YOUR OBJECTIVE → Can you copy out every row from the start of the rows through the line that contains "123,255 -> 144,280", inclusive, requests and all, multiplying each box coordinate in the answers by 0.95 and rounding to whole numbers, halves up? Leave the numbers in the requests and their format samples unchanged.

MATERIALS PROVIDED →

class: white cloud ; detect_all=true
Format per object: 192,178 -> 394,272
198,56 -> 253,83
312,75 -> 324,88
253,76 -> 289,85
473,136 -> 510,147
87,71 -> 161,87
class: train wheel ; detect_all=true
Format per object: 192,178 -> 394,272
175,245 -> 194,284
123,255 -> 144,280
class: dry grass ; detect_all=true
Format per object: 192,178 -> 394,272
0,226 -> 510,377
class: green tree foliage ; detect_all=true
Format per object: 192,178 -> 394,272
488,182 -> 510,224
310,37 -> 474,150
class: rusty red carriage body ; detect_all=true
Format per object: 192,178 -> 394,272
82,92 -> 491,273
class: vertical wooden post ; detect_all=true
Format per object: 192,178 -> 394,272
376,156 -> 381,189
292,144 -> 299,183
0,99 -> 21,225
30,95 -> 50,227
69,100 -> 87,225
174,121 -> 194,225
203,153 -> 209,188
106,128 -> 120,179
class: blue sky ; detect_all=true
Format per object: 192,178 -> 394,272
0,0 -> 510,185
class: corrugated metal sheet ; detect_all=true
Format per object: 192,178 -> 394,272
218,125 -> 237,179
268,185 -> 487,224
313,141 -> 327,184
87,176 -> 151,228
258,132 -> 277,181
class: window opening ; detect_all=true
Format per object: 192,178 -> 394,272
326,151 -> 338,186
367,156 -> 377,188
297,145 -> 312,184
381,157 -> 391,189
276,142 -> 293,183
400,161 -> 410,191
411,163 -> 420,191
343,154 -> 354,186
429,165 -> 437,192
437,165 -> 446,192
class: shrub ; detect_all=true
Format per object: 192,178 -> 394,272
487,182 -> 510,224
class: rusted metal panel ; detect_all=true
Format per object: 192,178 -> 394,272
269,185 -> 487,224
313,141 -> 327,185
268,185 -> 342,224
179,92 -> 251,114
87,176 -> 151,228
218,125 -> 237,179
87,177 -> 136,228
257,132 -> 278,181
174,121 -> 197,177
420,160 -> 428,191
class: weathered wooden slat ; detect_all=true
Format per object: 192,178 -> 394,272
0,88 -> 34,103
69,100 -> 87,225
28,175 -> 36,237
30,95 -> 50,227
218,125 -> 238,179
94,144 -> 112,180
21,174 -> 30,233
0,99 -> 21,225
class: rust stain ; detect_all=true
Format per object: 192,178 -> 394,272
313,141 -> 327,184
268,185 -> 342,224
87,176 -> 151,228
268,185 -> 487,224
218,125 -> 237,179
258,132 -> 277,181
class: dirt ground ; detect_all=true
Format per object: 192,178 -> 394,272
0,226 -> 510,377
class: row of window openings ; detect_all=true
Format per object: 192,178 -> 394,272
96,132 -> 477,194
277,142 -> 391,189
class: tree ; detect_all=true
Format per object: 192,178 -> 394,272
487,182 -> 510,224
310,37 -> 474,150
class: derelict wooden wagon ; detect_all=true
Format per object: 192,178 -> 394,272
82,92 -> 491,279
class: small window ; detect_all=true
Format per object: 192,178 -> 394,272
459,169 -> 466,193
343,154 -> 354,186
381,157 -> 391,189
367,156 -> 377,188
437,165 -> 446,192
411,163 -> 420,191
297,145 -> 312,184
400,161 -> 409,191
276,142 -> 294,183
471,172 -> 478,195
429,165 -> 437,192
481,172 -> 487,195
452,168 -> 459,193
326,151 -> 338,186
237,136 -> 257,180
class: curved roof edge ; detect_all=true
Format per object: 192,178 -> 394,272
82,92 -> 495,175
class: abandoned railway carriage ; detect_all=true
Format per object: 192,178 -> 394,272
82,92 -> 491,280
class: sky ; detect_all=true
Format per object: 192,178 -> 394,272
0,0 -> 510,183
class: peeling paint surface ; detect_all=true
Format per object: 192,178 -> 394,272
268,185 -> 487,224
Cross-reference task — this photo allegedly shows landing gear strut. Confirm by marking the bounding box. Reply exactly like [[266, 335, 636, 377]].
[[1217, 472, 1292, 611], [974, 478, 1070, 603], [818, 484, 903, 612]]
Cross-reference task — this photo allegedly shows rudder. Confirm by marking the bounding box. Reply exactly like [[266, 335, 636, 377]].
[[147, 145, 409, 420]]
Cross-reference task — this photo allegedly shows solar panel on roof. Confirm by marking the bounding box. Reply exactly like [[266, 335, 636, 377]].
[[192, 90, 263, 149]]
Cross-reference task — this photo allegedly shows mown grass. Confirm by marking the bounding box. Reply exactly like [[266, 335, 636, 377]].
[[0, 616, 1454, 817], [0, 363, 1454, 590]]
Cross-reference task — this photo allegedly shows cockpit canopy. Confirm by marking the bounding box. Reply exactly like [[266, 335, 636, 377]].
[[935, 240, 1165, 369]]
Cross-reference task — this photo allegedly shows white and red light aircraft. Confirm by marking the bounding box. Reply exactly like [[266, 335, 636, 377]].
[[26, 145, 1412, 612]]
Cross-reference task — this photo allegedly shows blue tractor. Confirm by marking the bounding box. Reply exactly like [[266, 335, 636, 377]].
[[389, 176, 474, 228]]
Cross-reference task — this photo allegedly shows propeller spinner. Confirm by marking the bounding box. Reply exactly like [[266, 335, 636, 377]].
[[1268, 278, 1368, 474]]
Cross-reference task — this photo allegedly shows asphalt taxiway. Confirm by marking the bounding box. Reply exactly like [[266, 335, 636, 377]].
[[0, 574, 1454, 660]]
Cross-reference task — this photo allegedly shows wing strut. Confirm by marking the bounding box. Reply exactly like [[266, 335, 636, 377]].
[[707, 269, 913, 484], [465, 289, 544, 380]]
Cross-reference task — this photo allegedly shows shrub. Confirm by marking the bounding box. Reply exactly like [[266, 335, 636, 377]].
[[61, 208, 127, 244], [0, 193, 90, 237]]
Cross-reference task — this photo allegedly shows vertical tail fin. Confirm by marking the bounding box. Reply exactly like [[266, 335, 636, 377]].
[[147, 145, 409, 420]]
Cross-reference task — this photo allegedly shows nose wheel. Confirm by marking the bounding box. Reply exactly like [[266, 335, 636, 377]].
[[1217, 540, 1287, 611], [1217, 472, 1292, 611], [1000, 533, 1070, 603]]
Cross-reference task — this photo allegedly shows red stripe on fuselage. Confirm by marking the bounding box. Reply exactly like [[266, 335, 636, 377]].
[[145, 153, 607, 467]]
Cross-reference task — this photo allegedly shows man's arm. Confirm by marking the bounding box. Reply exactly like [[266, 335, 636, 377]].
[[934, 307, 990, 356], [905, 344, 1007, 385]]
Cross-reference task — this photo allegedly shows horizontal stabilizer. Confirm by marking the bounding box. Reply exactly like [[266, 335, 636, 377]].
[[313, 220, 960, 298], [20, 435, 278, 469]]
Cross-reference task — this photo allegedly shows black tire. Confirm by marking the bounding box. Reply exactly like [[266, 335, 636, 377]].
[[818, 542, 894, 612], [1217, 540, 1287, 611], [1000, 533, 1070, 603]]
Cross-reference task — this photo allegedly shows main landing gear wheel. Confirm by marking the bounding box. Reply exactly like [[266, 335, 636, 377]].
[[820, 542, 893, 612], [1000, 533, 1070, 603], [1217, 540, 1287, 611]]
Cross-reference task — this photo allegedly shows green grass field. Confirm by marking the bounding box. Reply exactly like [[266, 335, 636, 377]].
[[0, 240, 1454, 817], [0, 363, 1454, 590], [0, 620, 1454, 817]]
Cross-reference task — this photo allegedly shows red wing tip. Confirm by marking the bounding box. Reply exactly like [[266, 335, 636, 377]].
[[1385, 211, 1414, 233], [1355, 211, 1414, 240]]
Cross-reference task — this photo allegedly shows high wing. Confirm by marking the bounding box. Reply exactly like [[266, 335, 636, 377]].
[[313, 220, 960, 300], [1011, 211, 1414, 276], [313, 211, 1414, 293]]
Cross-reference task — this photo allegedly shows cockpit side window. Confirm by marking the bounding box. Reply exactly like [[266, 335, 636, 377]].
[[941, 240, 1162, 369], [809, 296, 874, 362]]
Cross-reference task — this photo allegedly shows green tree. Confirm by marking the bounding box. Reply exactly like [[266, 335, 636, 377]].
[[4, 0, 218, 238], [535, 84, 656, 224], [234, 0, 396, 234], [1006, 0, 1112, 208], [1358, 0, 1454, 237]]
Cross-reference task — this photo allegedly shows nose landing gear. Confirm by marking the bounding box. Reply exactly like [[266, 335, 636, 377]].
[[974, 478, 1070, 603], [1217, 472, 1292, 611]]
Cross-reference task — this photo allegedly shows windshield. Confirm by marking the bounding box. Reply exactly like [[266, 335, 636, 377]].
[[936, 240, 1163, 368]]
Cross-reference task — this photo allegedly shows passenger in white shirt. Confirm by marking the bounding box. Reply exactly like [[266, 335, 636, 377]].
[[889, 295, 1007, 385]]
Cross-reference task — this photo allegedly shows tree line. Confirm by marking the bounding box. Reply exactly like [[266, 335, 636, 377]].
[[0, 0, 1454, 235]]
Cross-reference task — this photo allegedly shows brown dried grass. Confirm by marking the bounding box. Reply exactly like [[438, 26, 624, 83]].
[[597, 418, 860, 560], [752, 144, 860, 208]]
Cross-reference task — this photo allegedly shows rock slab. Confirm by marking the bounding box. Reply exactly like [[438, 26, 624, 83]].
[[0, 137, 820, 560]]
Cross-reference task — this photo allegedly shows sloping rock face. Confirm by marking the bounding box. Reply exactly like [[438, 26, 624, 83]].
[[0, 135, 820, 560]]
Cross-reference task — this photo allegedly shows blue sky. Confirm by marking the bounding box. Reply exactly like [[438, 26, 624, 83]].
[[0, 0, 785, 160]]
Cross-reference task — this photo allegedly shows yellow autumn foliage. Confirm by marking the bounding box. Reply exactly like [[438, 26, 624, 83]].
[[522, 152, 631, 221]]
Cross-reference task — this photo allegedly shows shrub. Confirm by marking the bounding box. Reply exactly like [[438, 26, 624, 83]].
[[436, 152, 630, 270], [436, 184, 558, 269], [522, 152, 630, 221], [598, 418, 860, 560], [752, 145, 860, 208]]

SOLUTION →
class: white cloud ; detect_all=true
Format per object: 192,178 -> 394,272
188,53 -> 240,79
296,71 -> 308,84
240,72 -> 275,81
449,129 -> 485,140
83,67 -> 153,83
class: train wheel ; detect_all=true
Format per object: 192,178 -> 394,272
166,233 -> 184,270
117,242 -> 137,266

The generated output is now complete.